Provided text ▸

start

There are n piles of stones arranged in a row. The i-th pile has stones[i] stones.

A move consists of merging exactly k consecutive piles into one pile, and the cost of this move is equal to the total number of stones in these k piles.

Return the minimum cost to merge all piles of stones into one pile. If it is impossible, return -1.

Visual Representation

stones = [3, 2, 4, 1], k = 2 [3, 2, 4, 1] -> [5, 4, 1] (cost 5) [5, 4, 1] -> [5, 5] (cost 5) [5, 5] -> [10] (cost 10) Total Cost: 20 (Min)
Hard

Examples

Input: stones = [3, 2, 4, 1], k = 2
Output: 20
Input: stones = [3, 2, 4, 1], k = 3
Output: -1

After merging 3 piles, we have 2 piles left. We need exactly k=3 piles to merge.

Approach 1

Level I: Brute Force (Recursion)

Intuition

Try all possible splitting points in the current range [i, j] to merge into m piles. This is a classic exhaustive search for partition problems.

Thought Process

  1. solve(i, j, piles) returns min cost to merge stones[i...j] into piles piles.
  2. Transitions:
    • To get piles piles from [i, j], we can split into [i, k] (merged into 1 pile) and [k+1, j] (merged into piles-1 piles).
    • solve(i, j, piles) = min(solve(i, k, 1) + solve(k + 1, j, piles - 1)).
  3. Base case: solve(i, i, 1) = 0.
Exponential💾 O(N)

Detailed Dry Run

stones = [3, 2, 4], K = 3

  1. solve(0, 2, 1) = solve(0, 2, 3) + sum(3, 2, 4).
  2. solve(0, 2, 3) = split into [0,0] (1 pile) and [1,2] (2 piles).
  3. Result: 9.

end

Data excerpt ▸

start

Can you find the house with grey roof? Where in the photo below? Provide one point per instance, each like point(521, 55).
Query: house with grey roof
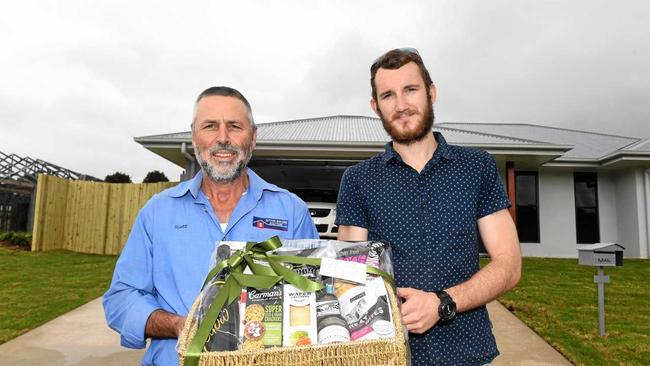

end

Short task ▸ Copy out the stone-merging problem text word for word, from its first line to its last.

Completed exercise ▸
There are n piles of stones arranged in a row. The i-th pile has stones[i] stones.

A move consists of merging exactly k consecutive piles into one pile, and the cost of this move is equal to the total number of stones in these k piles.

Return the minimum cost to merge all piles of stones into one pile. If it is impossible, return -1.

Visual Representation

stones = [3, 2, 4, 1], k = 2 [3, 2, 4, 1] -> [5, 4, 1] (cost 5) [5, 4, 1] -> [5, 5] (cost 5) [5, 5] -> [10] (cost 10) Total Cost: 20 (Min)
Hard

Examples

Input: stones = [3, 2, 4, 1], k = 2
Output: 20
Input: stones = [3, 2, 4, 1], k = 3
Output: -1

After merging 3 piles, we have 2 piles left. We need exactly k=3 piles to merge.

Approach 1

Level I: Brute Force (Recursion)

Intuition

Try all possible splitting points in the current range [i, j] to merge into m piles. This is a classic exhaustive search for partition problems.

Thought Process

  1. solve(i, j, piles) returns min cost to merge stones[i...j] into piles piles.
  2. Transitions:
    • To get piles piles from [i, j], we can split into [i, k] (merged into 1 pile) and [k+1, j] (merged into piles-1 piles).
    • solve(i, j, piles) = min(solve(i, k, 1) + solve(k + 1, j, piles - 1)).
  3. Base case: solve(i, i, 1) = 0.
Exponential💾 O(N)

Detailed Dry Run

stones = [3, 2, 4], K = 3

  1. solve(0, 2, 1) = solve(0, 2, 3) + sum(3, 2, 4).
  2. solve(0, 2, 3) = split into [0,0] (1 pile) and [1,2] (2 piles).
  3. Result: 9.